## EXERCISE DATA

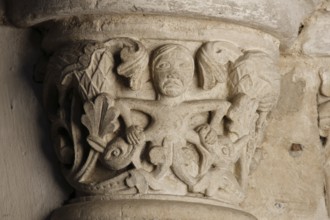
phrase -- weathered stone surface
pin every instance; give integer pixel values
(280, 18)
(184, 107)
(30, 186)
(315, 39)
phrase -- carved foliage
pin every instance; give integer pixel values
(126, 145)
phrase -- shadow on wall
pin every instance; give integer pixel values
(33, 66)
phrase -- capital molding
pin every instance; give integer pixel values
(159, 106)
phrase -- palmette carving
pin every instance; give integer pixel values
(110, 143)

--

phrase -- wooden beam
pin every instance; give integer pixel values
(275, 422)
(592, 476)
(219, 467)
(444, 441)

==

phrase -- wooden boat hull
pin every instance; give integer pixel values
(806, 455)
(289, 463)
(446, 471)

## TASK
Find every line in the entries above that contains the word "wooden" and copy each one.

## TASK RESULT
phrase -- wooden beam
phrase -- wooden boat hull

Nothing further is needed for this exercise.